§ **Exercise**
An exact copy of all entries is required.

§ **Collected data**

------------

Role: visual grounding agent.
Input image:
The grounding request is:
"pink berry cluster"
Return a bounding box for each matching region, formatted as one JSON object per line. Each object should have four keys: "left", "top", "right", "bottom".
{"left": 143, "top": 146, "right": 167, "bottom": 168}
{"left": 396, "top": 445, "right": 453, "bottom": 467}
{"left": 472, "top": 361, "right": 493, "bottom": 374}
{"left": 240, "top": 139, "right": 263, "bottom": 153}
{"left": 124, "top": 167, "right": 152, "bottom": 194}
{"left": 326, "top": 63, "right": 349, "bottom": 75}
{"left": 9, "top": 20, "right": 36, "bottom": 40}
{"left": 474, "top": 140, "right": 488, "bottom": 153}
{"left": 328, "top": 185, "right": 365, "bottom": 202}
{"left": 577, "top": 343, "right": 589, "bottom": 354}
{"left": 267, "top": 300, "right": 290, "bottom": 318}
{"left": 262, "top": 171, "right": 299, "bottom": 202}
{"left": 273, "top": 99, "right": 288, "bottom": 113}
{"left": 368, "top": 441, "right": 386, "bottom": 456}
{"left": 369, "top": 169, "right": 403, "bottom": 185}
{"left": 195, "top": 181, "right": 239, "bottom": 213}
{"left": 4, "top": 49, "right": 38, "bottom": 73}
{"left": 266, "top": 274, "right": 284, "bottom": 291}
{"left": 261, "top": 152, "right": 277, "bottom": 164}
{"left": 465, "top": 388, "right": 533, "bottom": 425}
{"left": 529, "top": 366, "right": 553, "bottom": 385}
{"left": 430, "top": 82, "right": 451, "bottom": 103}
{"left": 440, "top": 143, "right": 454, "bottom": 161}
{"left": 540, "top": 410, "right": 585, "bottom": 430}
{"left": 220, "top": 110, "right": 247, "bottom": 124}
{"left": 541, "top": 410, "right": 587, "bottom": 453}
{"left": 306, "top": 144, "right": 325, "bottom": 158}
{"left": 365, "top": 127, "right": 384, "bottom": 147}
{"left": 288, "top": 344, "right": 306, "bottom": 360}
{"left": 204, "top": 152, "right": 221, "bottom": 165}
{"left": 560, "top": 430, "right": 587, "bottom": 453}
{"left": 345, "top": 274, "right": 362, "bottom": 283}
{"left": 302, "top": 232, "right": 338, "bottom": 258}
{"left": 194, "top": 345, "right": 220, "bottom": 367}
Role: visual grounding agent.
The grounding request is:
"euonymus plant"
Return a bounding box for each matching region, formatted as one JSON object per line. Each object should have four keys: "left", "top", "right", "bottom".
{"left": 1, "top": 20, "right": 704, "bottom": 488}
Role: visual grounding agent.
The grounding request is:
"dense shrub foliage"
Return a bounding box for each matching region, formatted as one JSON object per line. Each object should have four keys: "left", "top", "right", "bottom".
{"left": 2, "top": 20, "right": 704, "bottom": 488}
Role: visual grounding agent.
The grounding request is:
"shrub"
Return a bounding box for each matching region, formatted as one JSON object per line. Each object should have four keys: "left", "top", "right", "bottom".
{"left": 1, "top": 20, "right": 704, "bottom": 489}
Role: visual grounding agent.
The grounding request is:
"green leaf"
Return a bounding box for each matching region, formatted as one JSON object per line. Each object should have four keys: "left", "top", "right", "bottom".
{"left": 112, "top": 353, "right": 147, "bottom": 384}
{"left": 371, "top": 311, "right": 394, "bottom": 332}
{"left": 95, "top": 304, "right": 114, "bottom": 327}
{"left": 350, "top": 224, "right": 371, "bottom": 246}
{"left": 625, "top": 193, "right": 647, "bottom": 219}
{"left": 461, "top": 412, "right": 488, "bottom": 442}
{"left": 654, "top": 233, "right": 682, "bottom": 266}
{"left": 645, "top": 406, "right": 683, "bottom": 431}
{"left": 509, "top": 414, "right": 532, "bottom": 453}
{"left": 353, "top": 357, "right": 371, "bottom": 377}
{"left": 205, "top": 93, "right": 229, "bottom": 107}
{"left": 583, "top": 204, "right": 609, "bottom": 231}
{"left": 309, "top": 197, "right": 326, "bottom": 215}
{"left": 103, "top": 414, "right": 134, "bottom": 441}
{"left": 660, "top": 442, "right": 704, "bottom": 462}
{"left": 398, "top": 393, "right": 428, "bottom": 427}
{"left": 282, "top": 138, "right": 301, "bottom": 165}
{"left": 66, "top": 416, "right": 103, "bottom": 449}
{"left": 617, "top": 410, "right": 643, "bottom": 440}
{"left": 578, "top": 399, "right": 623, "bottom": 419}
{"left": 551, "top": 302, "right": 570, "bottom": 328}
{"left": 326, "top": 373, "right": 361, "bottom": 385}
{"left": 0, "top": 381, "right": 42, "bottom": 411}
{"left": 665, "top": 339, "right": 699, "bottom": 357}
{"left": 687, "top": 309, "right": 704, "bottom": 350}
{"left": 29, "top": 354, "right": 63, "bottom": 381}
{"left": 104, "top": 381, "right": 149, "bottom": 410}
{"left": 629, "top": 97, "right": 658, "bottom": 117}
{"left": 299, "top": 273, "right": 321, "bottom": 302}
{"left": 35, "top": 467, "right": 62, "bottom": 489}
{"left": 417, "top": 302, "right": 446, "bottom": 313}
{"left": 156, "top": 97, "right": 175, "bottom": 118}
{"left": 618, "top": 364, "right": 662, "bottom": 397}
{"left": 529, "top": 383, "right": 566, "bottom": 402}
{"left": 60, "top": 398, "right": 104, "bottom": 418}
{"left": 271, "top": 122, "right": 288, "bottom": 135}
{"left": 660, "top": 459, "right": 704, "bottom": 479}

------------

§ **Your response**
Role: visual grounding agent.
Input image:
The grounding request is:
"pink berry cluster"
Return a bounding box for each matching region, formatted as one JSON object per line. Each object should have four keys: "left", "top", "right", "bottom".
{"left": 143, "top": 146, "right": 167, "bottom": 168}
{"left": 396, "top": 445, "right": 453, "bottom": 467}
{"left": 472, "top": 361, "right": 493, "bottom": 374}
{"left": 240, "top": 139, "right": 263, "bottom": 153}
{"left": 124, "top": 167, "right": 152, "bottom": 194}
{"left": 326, "top": 63, "right": 349, "bottom": 75}
{"left": 9, "top": 20, "right": 36, "bottom": 40}
{"left": 474, "top": 140, "right": 488, "bottom": 153}
{"left": 328, "top": 185, "right": 365, "bottom": 202}
{"left": 577, "top": 343, "right": 589, "bottom": 354}
{"left": 267, "top": 300, "right": 290, "bottom": 318}
{"left": 262, "top": 171, "right": 299, "bottom": 202}
{"left": 273, "top": 99, "right": 288, "bottom": 113}
{"left": 368, "top": 441, "right": 386, "bottom": 456}
{"left": 369, "top": 169, "right": 403, "bottom": 185}
{"left": 195, "top": 181, "right": 239, "bottom": 213}
{"left": 4, "top": 49, "right": 38, "bottom": 73}
{"left": 266, "top": 274, "right": 284, "bottom": 291}
{"left": 261, "top": 152, "right": 277, "bottom": 164}
{"left": 465, "top": 388, "right": 533, "bottom": 425}
{"left": 529, "top": 366, "right": 553, "bottom": 385}
{"left": 430, "top": 82, "right": 451, "bottom": 103}
{"left": 440, "top": 143, "right": 454, "bottom": 161}
{"left": 540, "top": 410, "right": 585, "bottom": 430}
{"left": 220, "top": 110, "right": 247, "bottom": 124}
{"left": 541, "top": 410, "right": 587, "bottom": 453}
{"left": 306, "top": 144, "right": 325, "bottom": 158}
{"left": 365, "top": 127, "right": 384, "bottom": 147}
{"left": 288, "top": 344, "right": 306, "bottom": 360}
{"left": 204, "top": 152, "right": 221, "bottom": 165}
{"left": 560, "top": 430, "right": 587, "bottom": 453}
{"left": 345, "top": 274, "right": 362, "bottom": 283}
{"left": 302, "top": 232, "right": 338, "bottom": 258}
{"left": 194, "top": 345, "right": 220, "bottom": 367}
Role: visual grounding agent.
The grounding request is:
"euonymus plant"
Return a bounding box for each matching region, formatted as one JSON object per line. Each object should have four keys: "left", "top", "right", "bottom".
{"left": 1, "top": 20, "right": 704, "bottom": 488}
Role: visual grounding agent.
The grounding request is:
"dense shrub foliage"
Return a bounding box for each matching region, formatted as one JSON object per line. Each object should have four keys: "left", "top", "right", "bottom".
{"left": 2, "top": 20, "right": 704, "bottom": 488}
Role: visual grounding agent.
The grounding request is:
"shrub"
Return a bounding box for each matching region, formatted as one JSON object per line. Each object should have four keys: "left", "top", "right", "bottom".
{"left": 1, "top": 20, "right": 704, "bottom": 489}
Role: visual grounding agent.
The grounding request is:
"green leaf"
Return a bounding box for each matching region, formatted as one JSON object per line. Each object should have four keys: "left", "top", "right", "bottom".
{"left": 112, "top": 353, "right": 147, "bottom": 384}
{"left": 371, "top": 311, "right": 394, "bottom": 332}
{"left": 95, "top": 304, "right": 114, "bottom": 327}
{"left": 350, "top": 224, "right": 371, "bottom": 246}
{"left": 625, "top": 193, "right": 647, "bottom": 219}
{"left": 461, "top": 412, "right": 488, "bottom": 442}
{"left": 654, "top": 233, "right": 682, "bottom": 266}
{"left": 645, "top": 406, "right": 683, "bottom": 431}
{"left": 509, "top": 414, "right": 532, "bottom": 453}
{"left": 353, "top": 357, "right": 371, "bottom": 377}
{"left": 205, "top": 93, "right": 229, "bottom": 107}
{"left": 583, "top": 204, "right": 609, "bottom": 231}
{"left": 309, "top": 197, "right": 326, "bottom": 215}
{"left": 103, "top": 414, "right": 134, "bottom": 441}
{"left": 660, "top": 442, "right": 704, "bottom": 462}
{"left": 398, "top": 393, "right": 428, "bottom": 427}
{"left": 282, "top": 138, "right": 301, "bottom": 165}
{"left": 66, "top": 416, "right": 103, "bottom": 449}
{"left": 617, "top": 410, "right": 643, "bottom": 440}
{"left": 578, "top": 399, "right": 623, "bottom": 419}
{"left": 551, "top": 302, "right": 570, "bottom": 328}
{"left": 326, "top": 373, "right": 361, "bottom": 385}
{"left": 0, "top": 381, "right": 42, "bottom": 411}
{"left": 665, "top": 339, "right": 699, "bottom": 357}
{"left": 687, "top": 309, "right": 704, "bottom": 350}
{"left": 29, "top": 354, "right": 63, "bottom": 381}
{"left": 104, "top": 381, "right": 149, "bottom": 410}
{"left": 629, "top": 97, "right": 658, "bottom": 117}
{"left": 299, "top": 273, "right": 321, "bottom": 302}
{"left": 35, "top": 467, "right": 62, "bottom": 489}
{"left": 417, "top": 302, "right": 446, "bottom": 313}
{"left": 156, "top": 97, "right": 175, "bottom": 118}
{"left": 618, "top": 364, "right": 662, "bottom": 397}
{"left": 529, "top": 383, "right": 566, "bottom": 402}
{"left": 60, "top": 398, "right": 104, "bottom": 418}
{"left": 271, "top": 122, "right": 288, "bottom": 135}
{"left": 660, "top": 459, "right": 704, "bottom": 479}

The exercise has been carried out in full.